= ОТРЫВОК ДЛЯ ЧТЕНИЯ =
-=-=-=-=-

День Мераба продолжается
© Людмила Стоковска-Пятигорски, 2012
© Олеся Фокина, 1993
[С Александом Пятигорским беседовала Олеся Фокина]
— Так, к сожалению, случилось, что о Мерабе известно единицам на земле, и приходится говорить о том, что люди должны просто узнать, какой человек прожил жизнь в нашем времени и нашем пространстве. Что бы Вы рассказали этим людям?
— Я думаю, что не стал бы даже близким людям рассказывать о Мерабе. Философ вообще существует не для многих людей.
— Значит, вы, философы, зря едите свой хлеб?
— В том смысле, в каком Вы задаете этот вопрос, безусловно, зря. Философ не для пользы, это надо понять.
— А для чего?
— А для того, чтобы было философствование. Я никогда не рискну сказать, что вот Мераб или я приносим объективную пользу кому бы то ни было, Но философ и философия могут оказаться полезными. Я сейчас пересказываю Мераба. И буду стараться,что6ы все говоримое мною в нашей беседе было бы на самом деле от Мераба. Так вот.

-=-=-=-=-

= РАЗДЕЛ ДАННЫХ =

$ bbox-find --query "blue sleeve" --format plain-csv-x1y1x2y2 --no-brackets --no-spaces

-=-=-=-=-

= НАБОР ЗАДАНИЙ =
a) Выпишите из отрывка дословно фрагмент: начните с места, где стоят слова «День Мераба продолжается», и остановитесь после слов «едите свой хлеб?».
b) Изложите отрывок в двух предложениях.
Данные никак не связаны с отрывком.

= ОТВЕТЫ ПО ЗАДАНИЯМ =
a)
День Мераба продолжается
© Людмила Стоковска-Пятигорски, 2012
© Олеся Фокина, 1993
[С Александом Пятигорским беседовала Олеся Фокина]
— Так, к сожалению, случилось, что о Мерабе известно единицам на земле, и приходится говорить о том, что люди должны просто узнать, какой человек прожил жизнь в нашем времени и нашем пространстве. Что бы Вы рассказали этим людям?
— Я думаю, что не стал бы даже близким людям рассказывать о Мерабе. Философ вообще существует не для многих людей.
— Значит, вы, философы, зря едите свой хлеб?

b) В беседе с Олесей Фокиной Пятигорский говорит, что не стал бы рассказывать о Мерабе даже близким людям и что философ вообще существует не для многих. По его словам, философ нужен не для пользы, а для того, чтобы было философствование, хотя философ и философия могут оказаться полезными.